-------- Data in this exercise

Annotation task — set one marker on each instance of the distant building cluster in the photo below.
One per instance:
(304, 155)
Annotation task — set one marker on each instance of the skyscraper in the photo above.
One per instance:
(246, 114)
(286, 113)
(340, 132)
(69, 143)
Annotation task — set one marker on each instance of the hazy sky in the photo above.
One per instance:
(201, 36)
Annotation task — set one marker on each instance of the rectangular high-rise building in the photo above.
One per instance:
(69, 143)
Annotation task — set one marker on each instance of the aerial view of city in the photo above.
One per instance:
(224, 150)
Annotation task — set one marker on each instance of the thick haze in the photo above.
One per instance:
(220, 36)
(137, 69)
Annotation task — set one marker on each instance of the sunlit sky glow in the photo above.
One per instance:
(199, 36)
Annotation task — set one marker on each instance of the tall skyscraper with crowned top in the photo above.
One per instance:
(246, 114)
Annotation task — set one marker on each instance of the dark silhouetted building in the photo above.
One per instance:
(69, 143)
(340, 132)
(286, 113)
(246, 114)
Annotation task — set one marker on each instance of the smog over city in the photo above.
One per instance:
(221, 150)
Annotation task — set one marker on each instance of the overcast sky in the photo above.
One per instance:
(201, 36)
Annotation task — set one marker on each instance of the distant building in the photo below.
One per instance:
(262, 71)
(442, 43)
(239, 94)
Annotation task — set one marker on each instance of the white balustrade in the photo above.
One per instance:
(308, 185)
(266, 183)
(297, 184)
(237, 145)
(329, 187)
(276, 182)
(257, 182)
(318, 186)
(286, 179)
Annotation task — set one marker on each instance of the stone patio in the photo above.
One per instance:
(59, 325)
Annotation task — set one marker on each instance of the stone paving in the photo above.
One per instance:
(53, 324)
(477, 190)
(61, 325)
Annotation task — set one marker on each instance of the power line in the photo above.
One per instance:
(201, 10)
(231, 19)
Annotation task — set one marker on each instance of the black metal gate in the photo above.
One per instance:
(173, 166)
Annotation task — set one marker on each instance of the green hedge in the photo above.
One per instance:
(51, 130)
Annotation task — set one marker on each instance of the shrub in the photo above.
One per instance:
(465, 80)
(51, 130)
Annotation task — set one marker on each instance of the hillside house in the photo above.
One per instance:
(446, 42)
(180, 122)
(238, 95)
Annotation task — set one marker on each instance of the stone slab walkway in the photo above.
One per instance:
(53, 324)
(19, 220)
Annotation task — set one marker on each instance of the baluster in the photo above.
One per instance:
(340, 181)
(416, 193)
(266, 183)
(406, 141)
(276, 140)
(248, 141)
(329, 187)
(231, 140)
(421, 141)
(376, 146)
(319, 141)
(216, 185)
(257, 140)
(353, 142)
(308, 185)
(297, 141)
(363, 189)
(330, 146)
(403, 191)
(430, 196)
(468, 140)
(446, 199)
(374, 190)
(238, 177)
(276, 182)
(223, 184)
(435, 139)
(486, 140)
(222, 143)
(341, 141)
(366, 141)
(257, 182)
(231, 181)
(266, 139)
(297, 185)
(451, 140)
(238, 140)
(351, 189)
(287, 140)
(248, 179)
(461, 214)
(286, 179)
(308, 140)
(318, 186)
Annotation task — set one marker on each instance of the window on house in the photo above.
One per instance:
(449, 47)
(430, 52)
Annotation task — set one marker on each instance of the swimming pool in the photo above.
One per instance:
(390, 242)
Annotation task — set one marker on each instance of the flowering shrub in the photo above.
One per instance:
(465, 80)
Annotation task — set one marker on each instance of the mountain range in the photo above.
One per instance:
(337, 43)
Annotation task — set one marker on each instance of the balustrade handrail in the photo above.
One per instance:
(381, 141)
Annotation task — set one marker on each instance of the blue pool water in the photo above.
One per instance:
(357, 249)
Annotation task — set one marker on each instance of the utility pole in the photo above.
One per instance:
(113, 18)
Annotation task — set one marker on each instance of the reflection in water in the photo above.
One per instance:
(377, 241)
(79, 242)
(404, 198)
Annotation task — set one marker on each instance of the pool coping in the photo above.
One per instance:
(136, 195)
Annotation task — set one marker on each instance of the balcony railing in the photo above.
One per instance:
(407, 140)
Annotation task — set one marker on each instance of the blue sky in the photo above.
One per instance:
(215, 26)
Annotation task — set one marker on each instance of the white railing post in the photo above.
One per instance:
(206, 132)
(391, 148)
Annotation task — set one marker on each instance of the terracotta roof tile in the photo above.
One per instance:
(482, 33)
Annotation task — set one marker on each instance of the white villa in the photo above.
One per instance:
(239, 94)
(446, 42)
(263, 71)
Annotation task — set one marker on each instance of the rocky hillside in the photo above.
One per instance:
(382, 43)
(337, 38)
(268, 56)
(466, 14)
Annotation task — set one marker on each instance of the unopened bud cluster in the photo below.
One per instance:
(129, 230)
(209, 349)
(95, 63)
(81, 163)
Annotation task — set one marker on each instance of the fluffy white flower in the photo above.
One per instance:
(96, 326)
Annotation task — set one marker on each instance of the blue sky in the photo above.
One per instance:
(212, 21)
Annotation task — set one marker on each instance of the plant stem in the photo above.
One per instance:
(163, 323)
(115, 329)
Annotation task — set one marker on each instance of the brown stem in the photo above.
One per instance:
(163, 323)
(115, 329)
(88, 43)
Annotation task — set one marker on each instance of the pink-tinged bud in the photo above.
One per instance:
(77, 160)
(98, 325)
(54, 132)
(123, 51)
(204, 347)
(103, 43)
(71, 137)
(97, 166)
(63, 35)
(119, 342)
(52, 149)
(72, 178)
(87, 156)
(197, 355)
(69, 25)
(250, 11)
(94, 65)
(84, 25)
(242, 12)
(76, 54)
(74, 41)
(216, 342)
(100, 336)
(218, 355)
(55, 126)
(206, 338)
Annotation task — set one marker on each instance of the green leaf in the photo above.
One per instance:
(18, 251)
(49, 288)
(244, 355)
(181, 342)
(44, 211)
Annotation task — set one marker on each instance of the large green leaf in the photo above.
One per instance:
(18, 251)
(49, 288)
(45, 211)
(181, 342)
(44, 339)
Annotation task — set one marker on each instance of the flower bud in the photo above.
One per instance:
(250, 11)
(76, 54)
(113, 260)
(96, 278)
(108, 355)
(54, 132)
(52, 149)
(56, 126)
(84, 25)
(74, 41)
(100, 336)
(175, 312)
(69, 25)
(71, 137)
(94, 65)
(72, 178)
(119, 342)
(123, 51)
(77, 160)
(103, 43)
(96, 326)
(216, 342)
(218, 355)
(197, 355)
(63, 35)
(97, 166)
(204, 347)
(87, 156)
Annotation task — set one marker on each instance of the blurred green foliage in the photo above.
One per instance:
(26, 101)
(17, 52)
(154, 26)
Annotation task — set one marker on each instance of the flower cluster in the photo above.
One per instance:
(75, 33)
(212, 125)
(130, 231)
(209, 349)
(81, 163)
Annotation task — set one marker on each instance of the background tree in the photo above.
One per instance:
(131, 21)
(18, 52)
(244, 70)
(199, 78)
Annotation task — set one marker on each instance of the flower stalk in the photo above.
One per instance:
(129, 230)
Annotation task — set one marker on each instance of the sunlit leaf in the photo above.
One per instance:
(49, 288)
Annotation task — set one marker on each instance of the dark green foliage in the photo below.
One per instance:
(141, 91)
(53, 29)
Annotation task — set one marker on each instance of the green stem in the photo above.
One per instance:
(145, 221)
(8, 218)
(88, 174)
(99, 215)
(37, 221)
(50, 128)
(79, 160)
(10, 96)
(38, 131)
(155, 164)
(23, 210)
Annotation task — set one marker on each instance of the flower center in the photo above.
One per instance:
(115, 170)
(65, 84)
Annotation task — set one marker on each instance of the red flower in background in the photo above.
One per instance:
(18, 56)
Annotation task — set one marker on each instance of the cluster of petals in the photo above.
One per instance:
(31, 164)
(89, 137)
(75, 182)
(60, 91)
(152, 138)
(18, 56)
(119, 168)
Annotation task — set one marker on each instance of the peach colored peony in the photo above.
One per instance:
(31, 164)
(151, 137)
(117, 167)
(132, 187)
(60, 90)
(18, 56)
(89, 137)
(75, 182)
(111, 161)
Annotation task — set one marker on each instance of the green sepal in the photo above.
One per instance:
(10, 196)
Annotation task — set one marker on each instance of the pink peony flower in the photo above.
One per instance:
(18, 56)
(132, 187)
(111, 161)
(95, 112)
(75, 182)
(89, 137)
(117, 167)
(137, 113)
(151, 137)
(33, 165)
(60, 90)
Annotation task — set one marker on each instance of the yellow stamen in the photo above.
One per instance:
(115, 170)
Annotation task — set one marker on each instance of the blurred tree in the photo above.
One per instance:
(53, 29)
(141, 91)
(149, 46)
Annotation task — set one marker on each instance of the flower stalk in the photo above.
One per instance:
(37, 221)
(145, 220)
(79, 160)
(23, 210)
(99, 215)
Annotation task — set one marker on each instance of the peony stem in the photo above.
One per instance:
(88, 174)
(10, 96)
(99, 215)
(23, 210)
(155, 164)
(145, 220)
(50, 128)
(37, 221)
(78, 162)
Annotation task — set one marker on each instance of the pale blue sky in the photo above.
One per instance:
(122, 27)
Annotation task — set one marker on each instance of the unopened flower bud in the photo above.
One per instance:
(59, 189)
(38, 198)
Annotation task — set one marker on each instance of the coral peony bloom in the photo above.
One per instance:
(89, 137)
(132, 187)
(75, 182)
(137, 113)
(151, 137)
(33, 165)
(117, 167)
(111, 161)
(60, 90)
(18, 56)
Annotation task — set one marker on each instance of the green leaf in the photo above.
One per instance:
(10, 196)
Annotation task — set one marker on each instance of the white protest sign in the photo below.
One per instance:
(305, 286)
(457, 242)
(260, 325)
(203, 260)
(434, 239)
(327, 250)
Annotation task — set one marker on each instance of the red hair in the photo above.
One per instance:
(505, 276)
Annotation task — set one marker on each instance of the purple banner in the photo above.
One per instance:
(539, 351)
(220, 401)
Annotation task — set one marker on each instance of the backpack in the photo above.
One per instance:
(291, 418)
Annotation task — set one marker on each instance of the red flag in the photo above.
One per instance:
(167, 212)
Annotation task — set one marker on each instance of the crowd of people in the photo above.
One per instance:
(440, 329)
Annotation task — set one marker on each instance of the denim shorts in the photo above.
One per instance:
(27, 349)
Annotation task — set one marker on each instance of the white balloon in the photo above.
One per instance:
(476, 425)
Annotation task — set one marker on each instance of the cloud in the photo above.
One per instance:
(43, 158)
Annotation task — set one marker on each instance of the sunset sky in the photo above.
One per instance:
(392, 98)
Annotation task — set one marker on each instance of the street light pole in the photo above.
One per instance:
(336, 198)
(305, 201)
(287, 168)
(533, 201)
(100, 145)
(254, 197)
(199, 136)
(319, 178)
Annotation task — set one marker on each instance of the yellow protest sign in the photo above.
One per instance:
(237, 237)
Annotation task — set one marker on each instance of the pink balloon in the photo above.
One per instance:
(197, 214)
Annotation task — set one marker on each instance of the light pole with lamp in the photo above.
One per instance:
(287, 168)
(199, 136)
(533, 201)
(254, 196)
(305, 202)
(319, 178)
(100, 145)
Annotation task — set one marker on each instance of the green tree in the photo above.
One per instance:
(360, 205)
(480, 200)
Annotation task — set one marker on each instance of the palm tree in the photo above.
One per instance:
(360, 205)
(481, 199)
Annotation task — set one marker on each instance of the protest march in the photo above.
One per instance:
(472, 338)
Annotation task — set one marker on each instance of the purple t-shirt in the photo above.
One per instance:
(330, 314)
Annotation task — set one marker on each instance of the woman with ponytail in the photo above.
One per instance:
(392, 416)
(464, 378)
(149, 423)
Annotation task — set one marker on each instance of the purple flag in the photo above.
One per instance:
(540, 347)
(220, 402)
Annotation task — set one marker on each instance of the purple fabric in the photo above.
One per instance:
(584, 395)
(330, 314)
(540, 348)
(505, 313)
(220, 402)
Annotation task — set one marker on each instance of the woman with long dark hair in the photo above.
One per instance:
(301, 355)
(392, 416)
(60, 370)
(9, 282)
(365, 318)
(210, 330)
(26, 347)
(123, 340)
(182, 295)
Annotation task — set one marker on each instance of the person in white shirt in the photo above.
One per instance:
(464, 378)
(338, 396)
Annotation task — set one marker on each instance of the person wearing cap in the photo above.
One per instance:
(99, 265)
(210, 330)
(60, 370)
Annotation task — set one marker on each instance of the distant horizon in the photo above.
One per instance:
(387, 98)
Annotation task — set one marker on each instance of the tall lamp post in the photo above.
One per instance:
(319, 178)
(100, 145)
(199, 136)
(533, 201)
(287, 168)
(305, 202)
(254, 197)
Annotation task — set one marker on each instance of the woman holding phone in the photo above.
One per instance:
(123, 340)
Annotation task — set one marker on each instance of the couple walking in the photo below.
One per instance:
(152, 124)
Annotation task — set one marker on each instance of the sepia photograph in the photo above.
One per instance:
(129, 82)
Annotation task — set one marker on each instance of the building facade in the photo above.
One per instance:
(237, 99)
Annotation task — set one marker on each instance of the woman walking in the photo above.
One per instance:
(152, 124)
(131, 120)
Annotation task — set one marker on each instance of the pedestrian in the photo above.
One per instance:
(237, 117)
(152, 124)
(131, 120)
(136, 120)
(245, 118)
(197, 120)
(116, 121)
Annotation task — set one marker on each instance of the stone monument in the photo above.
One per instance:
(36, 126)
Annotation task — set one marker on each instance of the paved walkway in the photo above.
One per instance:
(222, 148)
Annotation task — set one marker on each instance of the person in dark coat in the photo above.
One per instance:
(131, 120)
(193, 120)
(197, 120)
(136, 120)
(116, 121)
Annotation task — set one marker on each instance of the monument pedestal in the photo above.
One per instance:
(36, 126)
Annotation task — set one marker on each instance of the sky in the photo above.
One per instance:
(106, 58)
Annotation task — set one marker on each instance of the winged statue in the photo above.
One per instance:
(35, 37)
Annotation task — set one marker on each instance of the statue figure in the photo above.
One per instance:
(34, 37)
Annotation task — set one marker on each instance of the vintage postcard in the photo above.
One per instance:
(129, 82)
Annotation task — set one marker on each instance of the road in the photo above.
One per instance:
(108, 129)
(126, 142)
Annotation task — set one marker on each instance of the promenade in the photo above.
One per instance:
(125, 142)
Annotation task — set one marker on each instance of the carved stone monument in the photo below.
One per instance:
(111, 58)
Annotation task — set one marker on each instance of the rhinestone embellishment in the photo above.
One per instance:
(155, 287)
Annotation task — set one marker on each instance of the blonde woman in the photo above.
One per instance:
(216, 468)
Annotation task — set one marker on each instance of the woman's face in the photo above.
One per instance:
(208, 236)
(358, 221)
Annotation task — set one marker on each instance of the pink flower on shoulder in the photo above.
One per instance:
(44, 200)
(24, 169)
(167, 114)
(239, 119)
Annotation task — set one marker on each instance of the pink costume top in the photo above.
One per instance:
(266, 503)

----------------

- [Activity] Pull out every line of the records above that contains the word "distant".

- [Exercise output]
Annotation task — set one marker on each instance of the distant building cluster in the photo below.
Annotation task — set one marker on each instance of the distant building in the photo below.
Annotation task — set one marker on each instance of the distant horizon in the photo above.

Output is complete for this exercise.